- SELECTED TEXT -
·····
Honduran economist Ismael Zepeda described a public health system “gutted by budget cuts and pervasive corruption.” Described as “poorly supplied and understaffed,” the country’s hospitals and clinics “lacked the capacity to adequately handle even the nation’s normal demands, much less an epidemic of historic proportions requiring a fast, highly organized response.”
Dr. Dinorah Nolasco, regional health director in Cortés, said health teams trying to locate mosquito breeding grounds, fumigate homes, or educate residents “had difficulty getting access to certain neighbourhoods where armed gangs hold sway and harbour a suspicion of outsiders, particularly from the government.”
Attesting to this reality, Eduardo Ortíz, an advisor on sustainable development and environmental health for the Pan American Health Organization in Honduras, told the Times that “the cure for dengue is political.”
The 2019 dengue outbreak coincided with violent street protests against President Juan Orlando Hernández, with some of the protests “driven by fears the government planned to privatize the health and education sectors.”
When the steady erosion of public services is not sending angry citizens out into the streets, it contributes to a paralyzing apathy, or emotional exhaustion, which Honduran public health officials described as “an enduring problem throughout the epidemic, particularly among poor, vulnerable populations.”
“People are thinking about other problems,” Nolasco explained. “If I’m a mother and I have three children, four children, I’m going to be thinking about what I’m going to feed them, whether my son is running with the gangs,” and “they’ll be thinking least of all about dengue.” She recalled how, on a return visit to a family that had lost a child to dengue, she found a basin of water full of “hundreds of mosquito larvae swimming around.”
A similar tragic convergence of climate chaos and political and economic turmoil erupted in Zimbabwe last year, and continues today.
·····
- ABOUT THIS TASK -
Reproduce the passage about the 2019 dengue epidemic in Honduras word for word, from start to finish.
·····
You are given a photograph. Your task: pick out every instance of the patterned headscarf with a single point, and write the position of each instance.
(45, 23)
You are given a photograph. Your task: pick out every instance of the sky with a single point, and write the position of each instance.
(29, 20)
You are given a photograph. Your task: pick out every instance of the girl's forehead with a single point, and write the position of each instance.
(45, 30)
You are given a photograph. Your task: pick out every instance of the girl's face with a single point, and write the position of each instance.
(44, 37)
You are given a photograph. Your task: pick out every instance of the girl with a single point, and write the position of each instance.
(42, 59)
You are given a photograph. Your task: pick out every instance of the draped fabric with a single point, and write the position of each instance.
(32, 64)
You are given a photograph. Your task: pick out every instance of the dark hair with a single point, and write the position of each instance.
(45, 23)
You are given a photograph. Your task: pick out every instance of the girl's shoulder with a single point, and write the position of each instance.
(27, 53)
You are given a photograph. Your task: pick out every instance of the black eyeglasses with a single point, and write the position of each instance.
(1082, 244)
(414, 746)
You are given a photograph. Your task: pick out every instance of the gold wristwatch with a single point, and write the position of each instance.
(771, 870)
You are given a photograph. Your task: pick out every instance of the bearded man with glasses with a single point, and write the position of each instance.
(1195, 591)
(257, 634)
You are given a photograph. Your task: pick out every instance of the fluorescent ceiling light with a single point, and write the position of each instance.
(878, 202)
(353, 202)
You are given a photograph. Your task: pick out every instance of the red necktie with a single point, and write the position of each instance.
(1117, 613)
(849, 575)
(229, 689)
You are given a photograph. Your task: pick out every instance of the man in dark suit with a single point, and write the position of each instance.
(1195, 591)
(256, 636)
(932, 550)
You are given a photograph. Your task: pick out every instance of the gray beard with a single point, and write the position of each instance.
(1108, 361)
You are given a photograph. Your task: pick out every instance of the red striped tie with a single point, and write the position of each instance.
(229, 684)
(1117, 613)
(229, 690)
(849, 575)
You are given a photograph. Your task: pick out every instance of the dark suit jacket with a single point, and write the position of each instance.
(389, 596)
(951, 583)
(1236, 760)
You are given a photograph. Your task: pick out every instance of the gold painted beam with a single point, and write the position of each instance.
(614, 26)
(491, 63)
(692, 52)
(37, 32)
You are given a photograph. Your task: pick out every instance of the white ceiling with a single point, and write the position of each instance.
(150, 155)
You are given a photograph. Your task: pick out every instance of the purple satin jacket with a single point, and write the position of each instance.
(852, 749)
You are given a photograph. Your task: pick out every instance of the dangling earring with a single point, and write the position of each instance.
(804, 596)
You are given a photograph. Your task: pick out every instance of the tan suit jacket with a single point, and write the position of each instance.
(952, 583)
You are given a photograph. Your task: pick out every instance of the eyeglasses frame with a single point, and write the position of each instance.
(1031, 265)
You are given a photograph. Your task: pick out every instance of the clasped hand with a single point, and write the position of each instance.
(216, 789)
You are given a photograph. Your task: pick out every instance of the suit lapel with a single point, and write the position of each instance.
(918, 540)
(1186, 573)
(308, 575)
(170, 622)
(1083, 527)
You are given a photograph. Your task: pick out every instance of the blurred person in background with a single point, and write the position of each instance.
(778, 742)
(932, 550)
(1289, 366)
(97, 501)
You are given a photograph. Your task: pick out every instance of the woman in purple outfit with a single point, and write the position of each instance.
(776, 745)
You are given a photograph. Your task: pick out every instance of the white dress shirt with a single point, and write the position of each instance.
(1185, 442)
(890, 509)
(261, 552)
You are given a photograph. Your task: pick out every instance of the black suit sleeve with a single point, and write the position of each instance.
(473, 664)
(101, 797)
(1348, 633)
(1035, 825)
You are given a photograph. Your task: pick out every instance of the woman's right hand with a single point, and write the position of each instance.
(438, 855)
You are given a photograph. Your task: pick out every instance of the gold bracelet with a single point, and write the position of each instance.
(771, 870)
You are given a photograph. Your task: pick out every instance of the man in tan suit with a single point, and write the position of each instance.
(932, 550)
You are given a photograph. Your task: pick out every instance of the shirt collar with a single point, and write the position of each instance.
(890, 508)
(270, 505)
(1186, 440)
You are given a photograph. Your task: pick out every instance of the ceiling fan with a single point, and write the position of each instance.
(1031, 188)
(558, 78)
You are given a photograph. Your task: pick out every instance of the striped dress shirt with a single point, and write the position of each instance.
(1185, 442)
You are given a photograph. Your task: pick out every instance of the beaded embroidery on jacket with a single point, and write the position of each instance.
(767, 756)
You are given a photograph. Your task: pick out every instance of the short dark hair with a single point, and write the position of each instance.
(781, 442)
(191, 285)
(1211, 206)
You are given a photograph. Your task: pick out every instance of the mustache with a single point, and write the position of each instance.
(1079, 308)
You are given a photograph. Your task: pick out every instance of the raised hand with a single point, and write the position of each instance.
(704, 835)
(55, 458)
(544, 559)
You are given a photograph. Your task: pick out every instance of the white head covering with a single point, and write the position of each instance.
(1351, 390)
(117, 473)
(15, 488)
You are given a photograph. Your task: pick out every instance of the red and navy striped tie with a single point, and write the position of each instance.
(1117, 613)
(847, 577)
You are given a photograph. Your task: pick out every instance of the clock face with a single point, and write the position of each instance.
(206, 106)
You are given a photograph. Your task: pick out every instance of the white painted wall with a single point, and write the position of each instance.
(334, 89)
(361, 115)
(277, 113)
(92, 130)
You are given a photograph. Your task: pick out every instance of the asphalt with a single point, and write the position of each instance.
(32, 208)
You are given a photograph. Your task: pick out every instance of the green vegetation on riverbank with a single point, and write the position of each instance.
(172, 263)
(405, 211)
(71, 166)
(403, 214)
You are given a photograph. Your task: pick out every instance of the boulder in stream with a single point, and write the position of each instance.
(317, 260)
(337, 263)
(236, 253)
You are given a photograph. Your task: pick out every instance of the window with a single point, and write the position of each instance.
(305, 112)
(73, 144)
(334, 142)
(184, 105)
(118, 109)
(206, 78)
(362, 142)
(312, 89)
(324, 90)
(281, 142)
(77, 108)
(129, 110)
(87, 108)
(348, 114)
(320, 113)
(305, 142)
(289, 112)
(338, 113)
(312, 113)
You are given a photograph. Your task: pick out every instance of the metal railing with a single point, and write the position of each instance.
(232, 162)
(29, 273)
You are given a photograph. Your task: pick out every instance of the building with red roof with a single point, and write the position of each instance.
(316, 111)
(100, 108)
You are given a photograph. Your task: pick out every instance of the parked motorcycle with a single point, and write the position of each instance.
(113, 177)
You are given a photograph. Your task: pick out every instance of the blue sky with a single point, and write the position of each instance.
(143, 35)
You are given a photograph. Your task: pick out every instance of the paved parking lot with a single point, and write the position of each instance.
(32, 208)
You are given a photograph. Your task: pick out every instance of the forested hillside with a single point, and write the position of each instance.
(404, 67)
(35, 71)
·····
- RESPONSE TO THE TASK -
Honduran economist Ismael Zepeda described a public health system “gutted by budget cuts and pervasive corruption.” Described as “poorly supplied and understaffed,” the country’s hospitals and clinics “lacked the capacity to adequately handle even the nation’s normal demands, much less an epidemic of historic proportions requiring a fast, highly organized response.”
Dr. Dinorah Nolasco, regional health director in Cortés, said health teams trying to locate mosquito breeding grounds, fumigate homes, or educate residents “had difficulty getting access to certain neighbourhoods where armed gangs hold sway and harbour a suspicion of outsiders, particularly from the government.”
Attesting to this reality, Eduardo Ortíz, an advisor on sustainable development and environmental health for the Pan American Health Organization in Honduras, told the Times that “the cure for dengue is political.”
The 2019 dengue outbreak coincided with violent street protests against President Juan Orlando Hernández, with some of the protests “driven by fears the government planned to privatize the health and education sectors.”
When the steady erosion of public services is not sending angry citizens out into the streets, it contributes to a paralyzing apathy, or emotional exhaustion, which Honduran public health officials described as “an enduring problem throughout the epidemic, particularly among poor, vulnerable populations.”
“People are thinking about other problems,” Nolasco explained. “If I’m a mother and I have three children, four children, I’m going to be thinking about what I’m going to feed them, whether my son is running with the gangs,” and “they’ll be thinking least of all about dengue.” She recalled how, on a return visit to a family that had lost a child to dengue, she found a basin of water full of “hundreds of mosquito larvae swimming around.”
A similar tragic convergence of climate chaos and political and economic turmoil erupted in Zimbabwe last year, and continues today.